**ABOUT THIS TASK:**
Set down every record below exactly as it stands, minus the pictures.

**RECORDS PROVIDED:**
- Opening Delimiter -

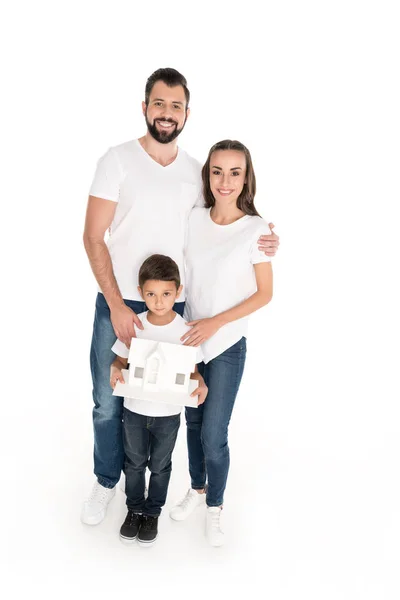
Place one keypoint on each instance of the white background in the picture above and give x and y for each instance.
(312, 88)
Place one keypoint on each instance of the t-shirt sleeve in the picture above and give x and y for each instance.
(108, 177)
(256, 255)
(120, 349)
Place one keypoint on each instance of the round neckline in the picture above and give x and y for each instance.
(166, 325)
(244, 218)
(154, 161)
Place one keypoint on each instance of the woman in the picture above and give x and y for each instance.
(228, 278)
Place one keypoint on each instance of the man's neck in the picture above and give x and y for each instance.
(164, 154)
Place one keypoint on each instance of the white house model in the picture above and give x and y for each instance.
(159, 371)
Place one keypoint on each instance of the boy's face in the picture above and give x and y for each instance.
(159, 296)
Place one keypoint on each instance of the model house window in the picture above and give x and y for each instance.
(180, 379)
(153, 370)
(139, 372)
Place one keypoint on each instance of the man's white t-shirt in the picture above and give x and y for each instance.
(171, 333)
(220, 272)
(154, 203)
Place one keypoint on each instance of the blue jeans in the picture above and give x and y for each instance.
(107, 411)
(148, 442)
(207, 425)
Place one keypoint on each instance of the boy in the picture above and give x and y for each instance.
(150, 428)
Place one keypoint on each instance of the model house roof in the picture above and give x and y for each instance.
(177, 357)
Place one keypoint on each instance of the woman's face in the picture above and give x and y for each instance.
(227, 175)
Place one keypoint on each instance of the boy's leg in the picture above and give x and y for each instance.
(194, 421)
(137, 448)
(107, 411)
(164, 431)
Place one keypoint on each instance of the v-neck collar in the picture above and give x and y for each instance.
(154, 161)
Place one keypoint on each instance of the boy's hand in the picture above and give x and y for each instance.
(123, 319)
(116, 375)
(269, 243)
(201, 391)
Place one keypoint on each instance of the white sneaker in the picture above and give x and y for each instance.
(95, 507)
(185, 507)
(122, 485)
(213, 528)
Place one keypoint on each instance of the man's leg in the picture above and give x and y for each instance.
(107, 411)
(137, 449)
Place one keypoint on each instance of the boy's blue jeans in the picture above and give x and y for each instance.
(107, 411)
(207, 425)
(148, 442)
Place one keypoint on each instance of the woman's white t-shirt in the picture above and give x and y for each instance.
(171, 333)
(220, 272)
(154, 203)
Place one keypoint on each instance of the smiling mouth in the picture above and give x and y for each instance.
(166, 125)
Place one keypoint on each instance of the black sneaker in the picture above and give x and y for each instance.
(130, 527)
(148, 530)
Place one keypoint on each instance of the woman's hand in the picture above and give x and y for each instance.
(116, 375)
(201, 391)
(201, 331)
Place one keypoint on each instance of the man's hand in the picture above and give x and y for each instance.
(115, 375)
(201, 391)
(201, 331)
(269, 243)
(122, 319)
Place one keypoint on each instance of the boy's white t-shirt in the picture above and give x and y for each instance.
(160, 333)
(154, 203)
(220, 273)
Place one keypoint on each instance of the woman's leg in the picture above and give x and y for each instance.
(194, 420)
(224, 374)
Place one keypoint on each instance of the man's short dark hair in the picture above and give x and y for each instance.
(159, 268)
(171, 77)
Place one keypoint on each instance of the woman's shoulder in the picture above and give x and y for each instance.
(198, 214)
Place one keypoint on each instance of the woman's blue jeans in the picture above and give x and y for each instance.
(107, 411)
(207, 425)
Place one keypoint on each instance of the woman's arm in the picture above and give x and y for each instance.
(205, 328)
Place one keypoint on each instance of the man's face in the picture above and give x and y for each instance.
(159, 296)
(166, 112)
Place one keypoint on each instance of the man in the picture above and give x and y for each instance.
(143, 192)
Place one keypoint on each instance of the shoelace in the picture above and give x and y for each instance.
(132, 517)
(147, 522)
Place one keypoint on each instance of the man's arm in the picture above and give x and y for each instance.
(99, 216)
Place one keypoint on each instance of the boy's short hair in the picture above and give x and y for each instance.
(159, 268)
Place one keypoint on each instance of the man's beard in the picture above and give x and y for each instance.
(163, 137)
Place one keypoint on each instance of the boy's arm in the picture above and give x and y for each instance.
(116, 370)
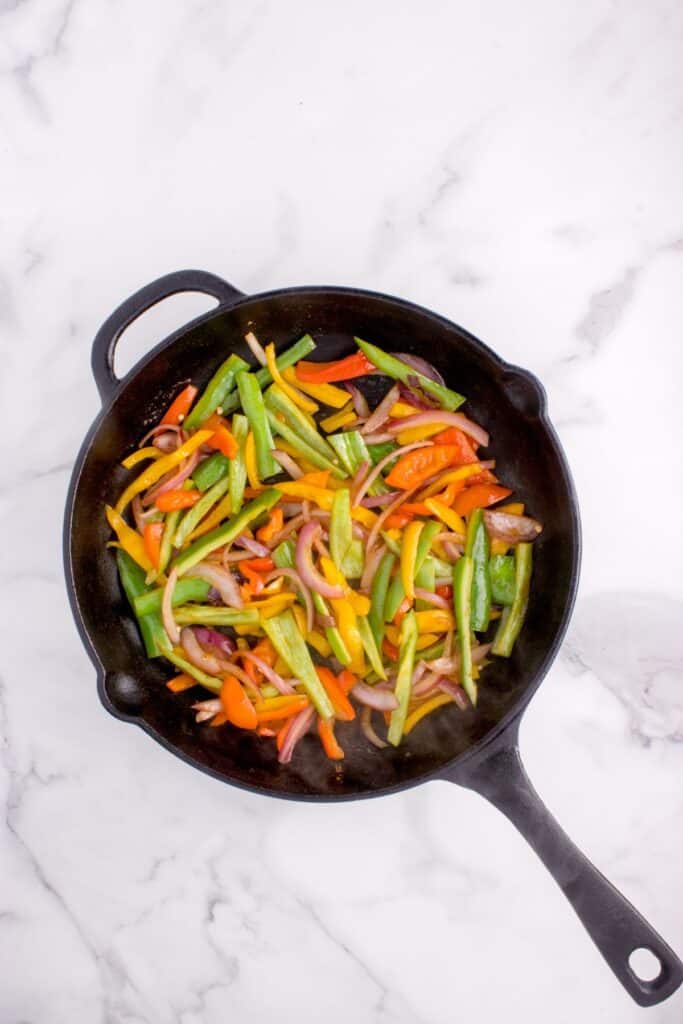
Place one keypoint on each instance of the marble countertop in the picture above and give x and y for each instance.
(515, 167)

- Closing Delimiter -

**OUTPUT FOR THIS EXERCISE:**
Place one keypoint on each instance of the white background in the picture above and give x and y for each instance.
(312, 88)
Place one keypoint on each instance of the t-shirt sleeve in the picture above and give x and y for each instance.
(108, 177)
(256, 255)
(120, 349)
Place one keypoint on each instance of the round neckline in the picture above and give x and y for each instance.
(166, 325)
(244, 218)
(154, 161)
Place one keypoint on each instance of the woman in the picture above and give x and y for each instance.
(228, 278)
Place one keypoint on each instance of the man's neck in the picture above and give x and y for each instance.
(164, 154)
Place one keypoint on each instance of the white house model in the picture above and give x and y for each instance.
(159, 371)
Place one keypoint on each instance of the boy's face in the picture above and give x and y for each instance.
(159, 296)
Place one keypoint on each instance of the model house window in the picture above and give x and y for each instance.
(180, 379)
(153, 370)
(139, 372)
Place one keypoint on each instance of the man's white t-shirt in the picture above and give x and y for each instance.
(171, 333)
(220, 272)
(154, 203)
Place one keypoint on each instance of the blue jeans in the picture above and give x and y for each instance.
(107, 411)
(148, 442)
(207, 425)
Place one keypoint on each instance of the boy in the picture above and give x and y for each instance.
(150, 428)
Place one keypoint on each instance of the model house roof in the picture above and give x and y for each instance.
(177, 357)
Place one keypoint on each instance of the woman's face in the picture above and give x and y for each instance.
(227, 175)
Place one keypoint on each instance of the boy's leg in the picture above and give x and y for each instance.
(194, 421)
(137, 448)
(107, 411)
(164, 431)
Place one keypoint on each instance of the v-neck collar in the picture above and give x and y for each instance.
(154, 161)
Place one keypoint on each instance of the boy's hand in the picture above and give x and y for each instance.
(123, 319)
(116, 375)
(269, 243)
(201, 391)
Place one keypoint on each instance of the white sneaker in the picture above and give x and y for each instance.
(95, 507)
(185, 507)
(122, 485)
(213, 528)
Place one keypoint on each instance of the man's leg in the picture above and give x and y for each instance.
(107, 411)
(137, 449)
Place one keypoint on each instance of the boy's blue jeans in the picture above and give x and y for each instance.
(107, 411)
(207, 425)
(148, 442)
Place one keypoint on each instance of the woman's white t-shirt in the picture above and give x and y for each instance.
(171, 333)
(220, 272)
(154, 203)
Place one keypoint on each instance of the smiling mouth in the picture above and give x and y for each instance.
(166, 125)
Place one keypoint on each instance of the black sneaker in the picture above and give x and y for each instance.
(130, 527)
(148, 530)
Place one keypoint on each instance of the woman's hand in the picture above and give x and y for each instance.
(116, 375)
(201, 391)
(201, 331)
Place one keypoint on each instance of the man's hand in the picture above and give x and y for each instance.
(115, 375)
(201, 391)
(201, 331)
(269, 243)
(122, 319)
Place one keypoint on each instance of the boy's white t-shirt in the picture above and give x and y for each instance.
(160, 333)
(154, 203)
(220, 273)
Place one keypoint on each instance of the woman's leg in the picture above and give x and y for each instance.
(194, 420)
(224, 374)
Place one keypoint on each instance of the man's short dark hair in the picture above and give x and y for each instance.
(159, 268)
(171, 77)
Place one keypoint on each instance of the woman's shoulder in the picture above and give x and y for each instance.
(198, 214)
Place one keypoint on each instance of the woman's blue jeans in the picture above and give x and y for each instance.
(107, 411)
(207, 425)
Place one keypoint on each instance of the woman's arm in the picture above and give x and y for each instance.
(205, 328)
Place one keypoint on each instance of the man's face in the picture above and give x and y for each instance.
(159, 296)
(166, 112)
Place one keypoint on each instance of the man in the picture above and give x and y for each instance.
(143, 192)
Place one keypoint on each instance of the shoelace in the picture above and give x and y for each instance.
(132, 517)
(147, 522)
Place one keypoint on each instance of the man's arm in the picture above and give x and y for each instance.
(99, 216)
Place one keypoint on each instance of the boy's short hair in the picture above and give x and y for each instance.
(159, 268)
Place one keypoint on each instance of the man's beard in the picture above and give x and y for each instance.
(163, 137)
Place one keypoint on each instance of the boy's arm in the picture above and give x and y for each instance.
(116, 370)
Place one keypoint on each instance of the marble countertop in the picture above and give x and y for each instance.
(515, 167)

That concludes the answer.